**Goal of the exercise**
Lay out the records below as a two-column CSV headed text and answer, with one row per record. Put each record's text and its answer in single quoted fields, replacing line breaks with spaces.

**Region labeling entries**
---*---

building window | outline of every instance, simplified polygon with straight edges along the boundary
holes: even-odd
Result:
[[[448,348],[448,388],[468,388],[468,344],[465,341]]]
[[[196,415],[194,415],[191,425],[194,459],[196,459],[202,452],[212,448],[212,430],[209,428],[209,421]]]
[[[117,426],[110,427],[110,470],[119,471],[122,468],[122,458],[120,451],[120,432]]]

---*---

**Solution to this problem**
text,answer
"building window | outline of every instance, simplified polygon with straight edges along the boundary holes: even-odd Result:","[[[448,348],[448,388],[468,388],[468,344],[465,341]]] [[[196,415],[194,415],[191,425],[194,459],[196,459],[202,452],[212,448],[212,430],[209,428],[209,421]]] [[[117,426],[110,427],[110,470],[119,471],[122,468],[122,458],[120,451],[120,432]]]"